## WHAT IS BEING ASKED
Include in the output the line containing "[point] at the curved" and each subsequent line of the records, through the end, transcribed exactly. Add nothing else.

## GIVEN DATA
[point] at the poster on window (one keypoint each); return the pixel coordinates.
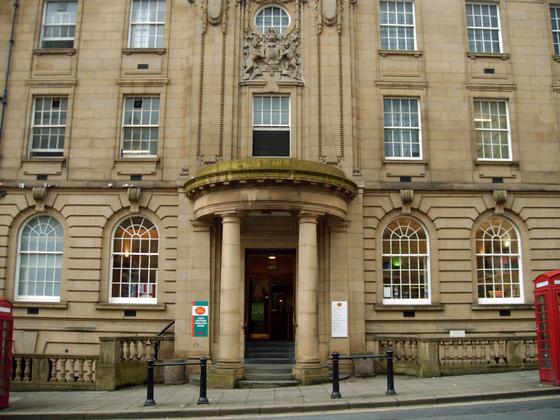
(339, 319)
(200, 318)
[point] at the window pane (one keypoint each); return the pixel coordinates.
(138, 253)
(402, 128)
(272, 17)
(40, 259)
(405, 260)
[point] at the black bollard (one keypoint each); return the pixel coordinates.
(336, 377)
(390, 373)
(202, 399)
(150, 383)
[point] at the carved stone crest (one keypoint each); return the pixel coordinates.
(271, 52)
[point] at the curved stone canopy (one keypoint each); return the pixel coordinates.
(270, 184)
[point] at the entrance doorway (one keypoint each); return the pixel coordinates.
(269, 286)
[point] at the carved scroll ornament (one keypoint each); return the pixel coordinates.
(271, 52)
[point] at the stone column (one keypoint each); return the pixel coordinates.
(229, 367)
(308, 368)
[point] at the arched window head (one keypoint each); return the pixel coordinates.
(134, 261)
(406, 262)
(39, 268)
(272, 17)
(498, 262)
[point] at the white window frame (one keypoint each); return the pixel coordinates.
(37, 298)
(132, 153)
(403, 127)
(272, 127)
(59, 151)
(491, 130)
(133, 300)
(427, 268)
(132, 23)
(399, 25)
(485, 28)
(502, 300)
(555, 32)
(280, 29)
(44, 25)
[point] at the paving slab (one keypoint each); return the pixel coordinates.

## EXPECTED ANSWER
[point] at the curved stone canopy (one keypoint each); return the pixel coordinates.
(270, 184)
[point] at the entrance doorway (one keypoint each); return the pixel coordinates.
(269, 286)
[point] at the carved scroll ornament (one keypoint each); return the pixel coordinates.
(271, 52)
[point] at the stone column (one keypoint each); return the pixel coordinates.
(229, 367)
(308, 368)
[point] at the arched window head (one keypoint each); return the pixel coordinates.
(134, 261)
(406, 262)
(39, 268)
(272, 17)
(498, 262)
[point] at the white window frame (one keypoint each); return the pixel coordinates.
(37, 298)
(132, 153)
(403, 127)
(272, 127)
(59, 151)
(491, 130)
(133, 300)
(427, 268)
(132, 23)
(399, 25)
(485, 28)
(502, 300)
(555, 32)
(280, 29)
(44, 25)
[point] at the paving slab (one keypoint each); return the pixel coordinates.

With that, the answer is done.